From the line containing "where the sea" through the last line of the records, print every line exactly and nothing more.

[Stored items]

_ _ _ _ _

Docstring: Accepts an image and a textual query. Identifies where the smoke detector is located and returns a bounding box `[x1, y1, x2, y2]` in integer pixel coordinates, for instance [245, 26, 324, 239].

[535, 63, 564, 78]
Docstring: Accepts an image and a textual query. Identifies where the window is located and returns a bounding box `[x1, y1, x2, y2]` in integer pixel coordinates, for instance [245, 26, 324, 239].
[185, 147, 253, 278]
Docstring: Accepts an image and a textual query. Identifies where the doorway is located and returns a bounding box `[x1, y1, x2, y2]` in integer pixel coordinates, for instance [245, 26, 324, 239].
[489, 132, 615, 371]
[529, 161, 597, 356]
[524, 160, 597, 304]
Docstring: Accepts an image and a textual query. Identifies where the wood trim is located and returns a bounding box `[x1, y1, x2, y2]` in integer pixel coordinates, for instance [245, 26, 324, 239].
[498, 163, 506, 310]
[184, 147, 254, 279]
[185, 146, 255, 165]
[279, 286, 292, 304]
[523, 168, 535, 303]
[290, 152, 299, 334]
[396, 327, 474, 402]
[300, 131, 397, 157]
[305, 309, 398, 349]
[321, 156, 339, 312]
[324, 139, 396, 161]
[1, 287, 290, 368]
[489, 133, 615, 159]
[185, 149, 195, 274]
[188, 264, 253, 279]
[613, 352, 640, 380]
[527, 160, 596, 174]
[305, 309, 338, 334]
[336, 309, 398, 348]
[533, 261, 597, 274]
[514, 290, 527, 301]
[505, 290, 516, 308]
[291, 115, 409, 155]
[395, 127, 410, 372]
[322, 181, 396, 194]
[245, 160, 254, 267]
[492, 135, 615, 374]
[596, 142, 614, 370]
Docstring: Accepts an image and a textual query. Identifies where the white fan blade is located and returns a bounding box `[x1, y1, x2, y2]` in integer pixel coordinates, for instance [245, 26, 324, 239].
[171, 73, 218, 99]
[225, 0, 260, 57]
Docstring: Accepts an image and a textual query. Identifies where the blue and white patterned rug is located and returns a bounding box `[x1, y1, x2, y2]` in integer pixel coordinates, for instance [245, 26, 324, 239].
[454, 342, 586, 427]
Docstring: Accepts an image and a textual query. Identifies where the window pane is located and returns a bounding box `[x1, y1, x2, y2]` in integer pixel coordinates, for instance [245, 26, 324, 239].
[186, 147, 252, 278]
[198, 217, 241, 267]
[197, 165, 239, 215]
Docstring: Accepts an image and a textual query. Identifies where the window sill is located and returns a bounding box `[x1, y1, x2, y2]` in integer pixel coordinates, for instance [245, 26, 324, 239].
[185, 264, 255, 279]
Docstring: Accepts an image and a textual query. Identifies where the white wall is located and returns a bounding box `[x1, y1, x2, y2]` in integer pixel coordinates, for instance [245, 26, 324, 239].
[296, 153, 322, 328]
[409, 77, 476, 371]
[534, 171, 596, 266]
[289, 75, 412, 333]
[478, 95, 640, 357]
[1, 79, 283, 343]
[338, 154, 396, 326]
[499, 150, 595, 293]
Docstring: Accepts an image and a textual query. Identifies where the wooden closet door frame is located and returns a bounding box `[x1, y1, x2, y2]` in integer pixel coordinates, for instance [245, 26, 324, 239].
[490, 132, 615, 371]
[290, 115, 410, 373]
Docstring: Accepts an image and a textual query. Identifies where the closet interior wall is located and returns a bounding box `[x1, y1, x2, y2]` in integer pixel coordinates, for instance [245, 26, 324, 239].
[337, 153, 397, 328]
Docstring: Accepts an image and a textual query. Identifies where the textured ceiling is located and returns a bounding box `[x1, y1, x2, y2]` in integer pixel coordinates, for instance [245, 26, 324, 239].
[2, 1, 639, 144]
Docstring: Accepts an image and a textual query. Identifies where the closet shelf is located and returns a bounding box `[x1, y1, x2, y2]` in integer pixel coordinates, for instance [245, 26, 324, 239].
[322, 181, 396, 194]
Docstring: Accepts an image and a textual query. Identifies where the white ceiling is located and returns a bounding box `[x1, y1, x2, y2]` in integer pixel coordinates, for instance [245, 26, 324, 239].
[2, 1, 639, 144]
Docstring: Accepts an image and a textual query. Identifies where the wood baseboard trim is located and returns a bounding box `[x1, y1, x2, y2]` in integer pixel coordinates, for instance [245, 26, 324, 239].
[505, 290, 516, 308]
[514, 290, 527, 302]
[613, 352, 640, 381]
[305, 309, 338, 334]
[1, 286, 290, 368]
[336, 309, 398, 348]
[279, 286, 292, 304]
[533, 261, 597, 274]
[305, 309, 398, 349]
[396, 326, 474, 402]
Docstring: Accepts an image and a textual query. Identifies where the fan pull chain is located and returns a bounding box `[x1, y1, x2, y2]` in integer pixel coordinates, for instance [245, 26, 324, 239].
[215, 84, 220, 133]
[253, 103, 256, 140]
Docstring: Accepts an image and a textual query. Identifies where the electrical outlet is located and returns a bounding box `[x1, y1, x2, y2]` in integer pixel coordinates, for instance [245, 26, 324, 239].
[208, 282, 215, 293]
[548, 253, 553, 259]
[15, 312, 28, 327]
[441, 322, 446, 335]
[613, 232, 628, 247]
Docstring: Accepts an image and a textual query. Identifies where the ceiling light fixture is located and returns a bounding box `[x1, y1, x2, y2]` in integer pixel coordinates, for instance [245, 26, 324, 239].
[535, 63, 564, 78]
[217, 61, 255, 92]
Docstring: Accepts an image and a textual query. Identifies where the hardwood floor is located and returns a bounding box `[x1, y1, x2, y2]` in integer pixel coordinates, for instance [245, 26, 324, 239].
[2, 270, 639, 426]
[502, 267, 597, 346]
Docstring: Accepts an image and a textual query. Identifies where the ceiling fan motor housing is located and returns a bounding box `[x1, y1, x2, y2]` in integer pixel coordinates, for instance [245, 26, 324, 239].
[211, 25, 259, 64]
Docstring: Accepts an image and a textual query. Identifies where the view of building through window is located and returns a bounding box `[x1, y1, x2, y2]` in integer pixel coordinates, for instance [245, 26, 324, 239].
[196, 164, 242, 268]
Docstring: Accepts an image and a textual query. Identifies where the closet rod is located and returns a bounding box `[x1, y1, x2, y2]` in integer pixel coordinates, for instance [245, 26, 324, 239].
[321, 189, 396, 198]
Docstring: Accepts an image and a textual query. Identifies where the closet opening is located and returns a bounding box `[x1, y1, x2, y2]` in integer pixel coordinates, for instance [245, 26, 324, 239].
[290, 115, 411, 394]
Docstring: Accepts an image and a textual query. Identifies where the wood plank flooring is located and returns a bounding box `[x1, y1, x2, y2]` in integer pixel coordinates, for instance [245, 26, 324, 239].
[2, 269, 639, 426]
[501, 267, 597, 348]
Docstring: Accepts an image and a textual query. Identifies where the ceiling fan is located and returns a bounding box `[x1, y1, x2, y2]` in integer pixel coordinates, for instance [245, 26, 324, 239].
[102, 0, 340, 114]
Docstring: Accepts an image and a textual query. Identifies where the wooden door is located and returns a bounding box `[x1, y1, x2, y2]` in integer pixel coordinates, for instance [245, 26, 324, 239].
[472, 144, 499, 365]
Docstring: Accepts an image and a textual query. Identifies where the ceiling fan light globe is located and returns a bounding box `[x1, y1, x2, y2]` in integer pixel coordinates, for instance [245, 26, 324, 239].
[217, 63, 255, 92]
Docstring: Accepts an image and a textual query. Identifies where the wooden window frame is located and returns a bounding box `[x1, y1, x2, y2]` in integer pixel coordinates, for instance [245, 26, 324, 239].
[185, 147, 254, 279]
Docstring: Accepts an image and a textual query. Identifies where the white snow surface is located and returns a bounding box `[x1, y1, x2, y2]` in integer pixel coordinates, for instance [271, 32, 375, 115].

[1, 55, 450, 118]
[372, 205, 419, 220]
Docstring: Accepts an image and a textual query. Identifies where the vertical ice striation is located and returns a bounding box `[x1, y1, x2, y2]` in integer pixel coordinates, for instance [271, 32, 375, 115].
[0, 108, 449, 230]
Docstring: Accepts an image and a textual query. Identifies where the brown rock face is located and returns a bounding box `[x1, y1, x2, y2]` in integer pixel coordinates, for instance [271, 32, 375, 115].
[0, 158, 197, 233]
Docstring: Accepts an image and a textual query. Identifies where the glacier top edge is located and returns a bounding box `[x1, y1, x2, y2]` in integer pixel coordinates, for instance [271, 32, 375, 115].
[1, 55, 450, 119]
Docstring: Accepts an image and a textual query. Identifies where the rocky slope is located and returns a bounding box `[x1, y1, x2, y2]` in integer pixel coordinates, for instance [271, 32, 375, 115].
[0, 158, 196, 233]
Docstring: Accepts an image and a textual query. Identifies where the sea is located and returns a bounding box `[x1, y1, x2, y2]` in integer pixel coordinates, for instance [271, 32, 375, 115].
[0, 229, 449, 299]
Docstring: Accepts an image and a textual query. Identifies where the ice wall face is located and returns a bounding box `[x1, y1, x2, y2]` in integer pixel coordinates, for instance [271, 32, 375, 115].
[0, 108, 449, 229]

_ _ _ _ _

> **YOUR RESPONSE**
Docstring: Accepts an image and a textual query. Identifies where the sea is located and returns a bounding box `[x1, y1, x2, y2]` in integer pixel coordinates, for instance [271, 32, 375, 115].
[0, 229, 449, 299]
Docstring: Accepts an image and a textual query. Identifies where the ice wall face is located and returns a bounding box `[x1, y1, x2, y2]` in integer pixel coordinates, for instance [271, 32, 375, 115].
[0, 108, 449, 229]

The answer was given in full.